#### To be done:
Rewrite the entries below, replacing every "Box" with "Mark" and leaving everything else unchanged.

#### Extracted data:

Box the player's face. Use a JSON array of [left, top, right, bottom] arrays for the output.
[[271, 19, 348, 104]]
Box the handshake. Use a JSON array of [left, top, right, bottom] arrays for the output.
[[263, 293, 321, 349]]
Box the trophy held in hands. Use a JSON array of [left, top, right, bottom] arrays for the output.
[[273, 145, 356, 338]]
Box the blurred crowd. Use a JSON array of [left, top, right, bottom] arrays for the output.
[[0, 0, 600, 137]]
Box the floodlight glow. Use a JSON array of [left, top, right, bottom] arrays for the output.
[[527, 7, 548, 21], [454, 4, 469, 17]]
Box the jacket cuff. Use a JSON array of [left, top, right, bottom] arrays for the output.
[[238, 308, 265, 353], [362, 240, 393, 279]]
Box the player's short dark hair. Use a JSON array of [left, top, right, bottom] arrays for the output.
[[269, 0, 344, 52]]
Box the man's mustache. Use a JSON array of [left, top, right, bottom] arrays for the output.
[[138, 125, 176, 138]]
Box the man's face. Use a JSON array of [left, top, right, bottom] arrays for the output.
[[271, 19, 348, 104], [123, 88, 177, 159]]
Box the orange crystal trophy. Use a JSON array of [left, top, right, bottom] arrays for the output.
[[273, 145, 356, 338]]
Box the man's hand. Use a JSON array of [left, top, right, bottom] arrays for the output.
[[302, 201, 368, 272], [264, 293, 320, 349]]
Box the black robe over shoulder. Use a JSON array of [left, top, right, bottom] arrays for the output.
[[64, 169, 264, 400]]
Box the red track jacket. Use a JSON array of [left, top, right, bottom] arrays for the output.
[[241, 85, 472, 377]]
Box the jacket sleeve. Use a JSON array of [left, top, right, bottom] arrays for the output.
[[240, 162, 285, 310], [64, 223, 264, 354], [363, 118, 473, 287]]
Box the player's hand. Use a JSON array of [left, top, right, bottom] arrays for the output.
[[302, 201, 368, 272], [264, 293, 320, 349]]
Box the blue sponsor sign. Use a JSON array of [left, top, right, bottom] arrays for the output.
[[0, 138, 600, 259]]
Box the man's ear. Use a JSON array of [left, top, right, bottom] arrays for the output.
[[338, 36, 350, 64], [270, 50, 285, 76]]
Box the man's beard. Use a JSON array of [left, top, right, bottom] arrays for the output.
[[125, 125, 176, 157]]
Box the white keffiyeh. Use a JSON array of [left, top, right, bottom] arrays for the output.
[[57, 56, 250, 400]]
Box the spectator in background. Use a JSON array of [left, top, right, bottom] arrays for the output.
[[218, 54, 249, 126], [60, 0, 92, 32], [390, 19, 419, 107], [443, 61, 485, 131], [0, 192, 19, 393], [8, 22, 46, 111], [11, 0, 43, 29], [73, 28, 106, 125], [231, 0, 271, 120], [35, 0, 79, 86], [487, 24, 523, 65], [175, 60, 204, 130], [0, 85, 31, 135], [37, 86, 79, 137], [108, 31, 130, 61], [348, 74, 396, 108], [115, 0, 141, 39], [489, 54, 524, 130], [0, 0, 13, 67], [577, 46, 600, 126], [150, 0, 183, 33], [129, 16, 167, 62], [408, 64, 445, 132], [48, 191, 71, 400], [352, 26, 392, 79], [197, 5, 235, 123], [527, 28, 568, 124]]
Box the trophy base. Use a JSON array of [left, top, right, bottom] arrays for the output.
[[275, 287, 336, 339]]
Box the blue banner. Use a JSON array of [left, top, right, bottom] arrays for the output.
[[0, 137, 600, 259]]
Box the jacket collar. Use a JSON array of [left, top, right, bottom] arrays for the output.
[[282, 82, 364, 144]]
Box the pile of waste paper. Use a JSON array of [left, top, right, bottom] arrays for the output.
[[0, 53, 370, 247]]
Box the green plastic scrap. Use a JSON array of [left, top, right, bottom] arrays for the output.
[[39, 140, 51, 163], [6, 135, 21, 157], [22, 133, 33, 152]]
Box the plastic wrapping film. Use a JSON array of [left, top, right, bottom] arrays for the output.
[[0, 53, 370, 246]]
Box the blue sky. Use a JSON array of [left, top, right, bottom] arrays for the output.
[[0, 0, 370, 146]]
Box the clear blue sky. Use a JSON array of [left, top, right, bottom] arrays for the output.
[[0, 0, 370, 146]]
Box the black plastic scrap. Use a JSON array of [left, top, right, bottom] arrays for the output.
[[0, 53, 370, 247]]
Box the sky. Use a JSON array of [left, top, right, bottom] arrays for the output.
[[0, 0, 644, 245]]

#### Full response:
Mark the player's face. Use a JSON array of [left, top, right, bottom] arrays for the output.
[[271, 19, 348, 104]]
Mark the handshake. Use a JSON array of [left, top, right, bottom] arrays for the output.
[[263, 293, 321, 349]]
Mark the trophy held in hands. Use a JSON array of [left, top, right, bottom] arrays for the output.
[[273, 145, 356, 338]]
Mark the blurred crowd. Use a JSON array of [left, top, right, bottom] arrays for the output.
[[0, 0, 600, 137]]
Mark the floodlight glow. Use a JSON array of [left, top, right, bottom] arrays for the output.
[[527, 7, 548, 21], [454, 4, 469, 17]]
Mark the jacket cuff. Use a JSON array of [left, top, right, bottom] arrays for the output.
[[238, 308, 265, 353], [362, 240, 393, 279]]
Mark the player's short dark hair. Use a JSON array of [left, top, right, bottom] arrays for the output.
[[269, 0, 344, 52]]
Mark the man's mustache. Use a JSON array of [left, top, right, bottom] arrays for the output.
[[138, 125, 176, 138]]
Mark the man's face. Use a JSON array of [left, top, right, bottom] arrays for the output.
[[271, 19, 348, 104], [123, 88, 177, 159]]
Mark the orange crystal trophy. Use a JSON array of [left, top, right, bottom] arrays for the output.
[[273, 145, 356, 338]]
Mark the man's hand. Use a JSON array of [left, top, right, bottom] arrays for the output.
[[302, 201, 368, 272], [264, 293, 320, 349]]
Mark the black robe over shoulder. Use a JSON array of [left, top, right, bottom] arrays for the output.
[[64, 169, 264, 400]]
Mark the red track jacket. Use a JSON array of [left, top, right, bottom] arrays for the output.
[[241, 85, 472, 377]]
Mark the jacket sleeve. Use a JSON array of [left, top, right, bottom] arrays for the output.
[[240, 162, 285, 310], [64, 223, 264, 354], [363, 118, 473, 287]]
Mark the player's hand. Use a JSON array of [left, top, right, bottom] arrays for the output.
[[302, 201, 368, 272], [264, 293, 320, 349]]
Mark the blue sponsor sign. Use a JSON array of [left, top, right, bottom] arrays for the output.
[[0, 138, 600, 259]]
Mark the man's ear. Use a JSON array of [left, top, right, bottom] arrays for the output.
[[338, 36, 350, 64], [270, 50, 285, 76]]
Mark the man's beard. Use a JSON array of [left, top, right, bottom] arrays for the output.
[[125, 125, 176, 157]]
Mark the white keffiyeh. Use a JSON array of [left, top, right, bottom] arrays for the output.
[[57, 56, 250, 400]]
Mark the spectator in background. Use a JSON array of [left, top, right, bottom] arrays for the output.
[[218, 54, 249, 126], [60, 0, 92, 32], [390, 19, 419, 107], [443, 61, 485, 131], [0, 192, 19, 393], [8, 22, 46, 111], [11, 0, 43, 29], [73, 28, 106, 125], [231, 0, 271, 120], [35, 0, 79, 86], [487, 24, 523, 65], [175, 60, 204, 130], [0, 85, 31, 135], [37, 86, 79, 137], [108, 31, 130, 61], [348, 74, 396, 108], [115, 0, 141, 39], [489, 54, 524, 130], [0, 0, 13, 67], [577, 46, 600, 126], [150, 0, 183, 33], [129, 16, 167, 62], [408, 64, 445, 132], [48, 191, 71, 400], [352, 26, 392, 79], [197, 5, 235, 123], [527, 28, 568, 124]]
Mark the trophy base. Use a JSON array of [left, top, right, bottom] arrays for the output.
[[275, 287, 336, 339]]
Mark the blue banner. Use a JSON array of [left, top, right, bottom] arrays for the output.
[[0, 137, 600, 259]]
Mark the jacket collar. Use a JSON array of [left, top, right, bottom] arrays for the output.
[[282, 82, 364, 144]]
Mark the pile of waste paper. Use a JSON array of [left, top, right, bottom] arrays for the output.
[[0, 53, 370, 247]]
Mark the green plastic scrap. Use a JSON array of [left, top, right, bottom] arrays for the output.
[[39, 140, 51, 163], [6, 135, 21, 157], [22, 133, 33, 152]]
Mark the plastic wrapping film. Use a JSON array of [left, top, right, bottom] arrays for the output.
[[0, 53, 370, 246]]
Mark the blue sky. Use a JSON array of [left, top, right, bottom] arrays for the output.
[[0, 0, 370, 146]]
Mark the clear blue sky. Use a JSON array of [left, top, right, bottom] arrays for the output.
[[0, 0, 370, 146]]
Mark the black plastic scrap. Use a JSON array of [left, top, right, bottom] arrays for the output.
[[0, 53, 370, 247]]
Mark the sky. Use a JSON array of [left, top, right, bottom] arrays for the output.
[[0, 0, 644, 245]]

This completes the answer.